- Born: Andrew Spade May 5, 1962 (age 64) Michigan, U.S.
- Occupation: Entrepreneur
- Known for: Co-founder of Partners & Spade and Kate Spade New York
- Spouse: Kate Spade ​ ​(m. 1994; died 2018)​
- Children: 1
- Relatives: David Spade (brother) Rachel Brosnahan (niece by marriage)

= Andy Spade =

American businessman (born 1962)

Andrew Spade (born May 5, 1962) is an American businessman. He co-founded the fashion brand Kate Spade New York with his wife, Kate Spade, as well as the design company Partners & Spade.

==Early life and education==
Spade was born in Michigan, the middle child in a family of three brothers. His younger brother is actor and comedian David Spade. The family moved to Arizona when Andy was six. He attended Arizona State University, where he met his future wife. During college, he and a friend founded the advertising firm Spade & Hannawell, which was named one of Arizona's Top 10 New Companies in 1987.

==Career==
Spade started his career in advertising, working on brands including Coca-Cola, Lexus, and Paul Stuart. He left his job in 1996 to work full-time on the business he and his wife had started.

===Fashion===
In 1993, he and his wife founded the fashion and lifestyle brand Kate Spade New York, and in 1999, the men's brand Jack Spade.

In 2013, he launched a collection of loungewear, Sleepy Jones, with Anthony Sperduti and Chad Buri.

--

● Questions on the material
1. Answer these questions from the article on Andy Spade.
(a) In which state was Spade born?
(b) What was the name of the advertising firm he founded during college?
(c) Which men's brand did he and his wife found in 1999?
2. Extend the article on Andy Spade, picking up after its last sentence.
The records that follow play no part in this exercise.

● Data excerpts
--

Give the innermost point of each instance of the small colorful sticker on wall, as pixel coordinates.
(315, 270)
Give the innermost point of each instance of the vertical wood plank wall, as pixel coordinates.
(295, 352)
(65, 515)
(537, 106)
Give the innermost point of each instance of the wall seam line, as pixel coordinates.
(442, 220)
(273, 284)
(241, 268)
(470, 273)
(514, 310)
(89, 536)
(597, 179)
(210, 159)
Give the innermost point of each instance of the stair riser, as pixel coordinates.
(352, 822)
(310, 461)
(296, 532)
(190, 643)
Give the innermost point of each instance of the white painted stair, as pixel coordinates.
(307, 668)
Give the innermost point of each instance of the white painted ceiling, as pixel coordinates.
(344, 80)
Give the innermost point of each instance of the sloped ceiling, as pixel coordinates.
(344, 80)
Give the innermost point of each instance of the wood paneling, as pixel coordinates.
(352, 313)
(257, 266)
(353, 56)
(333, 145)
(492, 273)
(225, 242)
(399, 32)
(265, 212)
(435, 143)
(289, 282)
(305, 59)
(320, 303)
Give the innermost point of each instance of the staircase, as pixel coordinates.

--

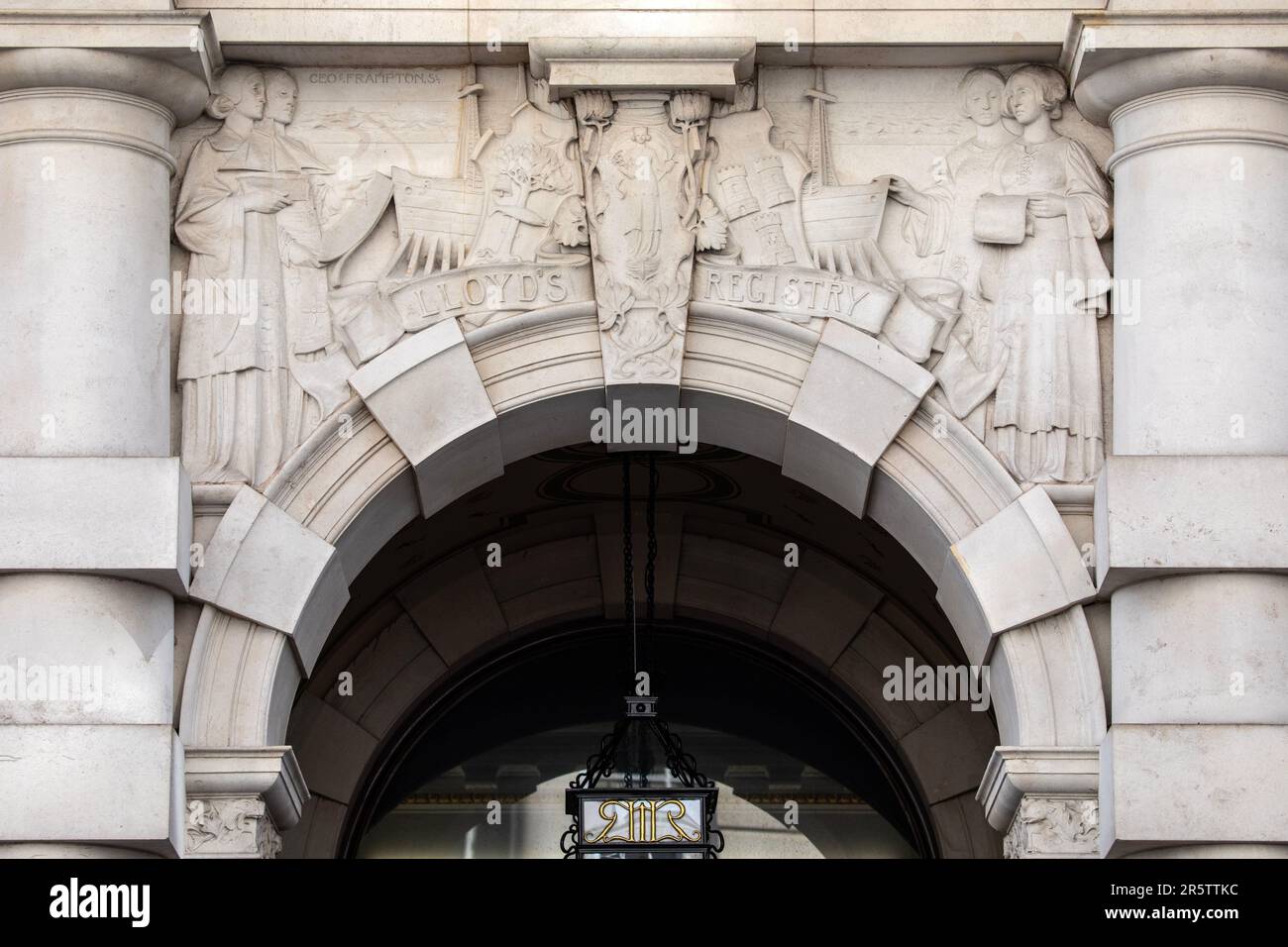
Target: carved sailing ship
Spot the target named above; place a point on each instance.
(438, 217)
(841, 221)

--

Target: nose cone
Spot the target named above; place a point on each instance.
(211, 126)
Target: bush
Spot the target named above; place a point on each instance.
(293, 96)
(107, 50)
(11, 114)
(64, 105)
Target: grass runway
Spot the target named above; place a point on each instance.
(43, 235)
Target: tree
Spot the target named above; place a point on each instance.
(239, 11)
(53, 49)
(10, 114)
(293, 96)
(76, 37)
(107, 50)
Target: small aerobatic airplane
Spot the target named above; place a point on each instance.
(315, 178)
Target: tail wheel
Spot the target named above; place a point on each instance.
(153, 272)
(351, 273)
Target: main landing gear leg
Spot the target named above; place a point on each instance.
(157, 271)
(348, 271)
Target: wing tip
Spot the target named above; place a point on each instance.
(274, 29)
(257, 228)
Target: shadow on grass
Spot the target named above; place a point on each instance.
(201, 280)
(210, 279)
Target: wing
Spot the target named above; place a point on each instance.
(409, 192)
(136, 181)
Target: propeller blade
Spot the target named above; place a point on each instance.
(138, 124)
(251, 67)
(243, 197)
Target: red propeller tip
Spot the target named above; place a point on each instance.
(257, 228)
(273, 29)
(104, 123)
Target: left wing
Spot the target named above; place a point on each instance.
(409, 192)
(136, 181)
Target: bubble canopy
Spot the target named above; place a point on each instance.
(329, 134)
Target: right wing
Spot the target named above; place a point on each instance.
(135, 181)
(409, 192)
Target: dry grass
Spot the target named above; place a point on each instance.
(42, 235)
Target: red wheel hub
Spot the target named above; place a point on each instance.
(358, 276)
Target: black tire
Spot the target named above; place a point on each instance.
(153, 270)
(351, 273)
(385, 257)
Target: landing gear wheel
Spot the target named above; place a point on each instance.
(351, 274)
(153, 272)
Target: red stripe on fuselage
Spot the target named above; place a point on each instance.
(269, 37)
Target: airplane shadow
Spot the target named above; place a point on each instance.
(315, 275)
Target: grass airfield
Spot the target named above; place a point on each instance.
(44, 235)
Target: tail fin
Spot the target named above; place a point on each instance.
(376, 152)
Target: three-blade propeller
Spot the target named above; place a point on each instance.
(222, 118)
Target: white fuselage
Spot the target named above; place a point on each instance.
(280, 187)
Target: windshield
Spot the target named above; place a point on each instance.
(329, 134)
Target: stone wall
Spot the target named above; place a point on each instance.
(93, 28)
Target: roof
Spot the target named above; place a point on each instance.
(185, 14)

--

● Answers in order
1.
(a) Michigan
(b) Spade & Hannawell
(c) Jack Spade

2.
===Other endeavors===
In 2008, Spade and Sperduti established Partners & Spade, a creative branding studio and storefront in the NoHo neighborhood of Manhattan. He also produced director Josh Safdie's debut feature film, The Pleasure of Being Robbed (2008), and has conceived and published several photography and concept books through such imprints as A.S. Books, Jack Spade Press, and Kate Spade Editions, as well as independently.

==Personal life==
Spade was married to designer Kate Spade (née Brosnahan) from 1994 until her death on June 5, 2018. They had one daughter, born in February 2005. Actress Rachel Brosnahan is Spade's niece.

At the time of Kate's death by suicide, Andy released a statement acknowledging that the couple had been living separately, but close to each other, for the previous ten months, though they were not legally separated. Their daughter, then 13, lived with both of them. The statement said that Kate "suffered from depression and anxiety for many years" but had been seeking medical treatment.

==Awards==
He was named one of 100 creative business people of 2009 by Fast Company.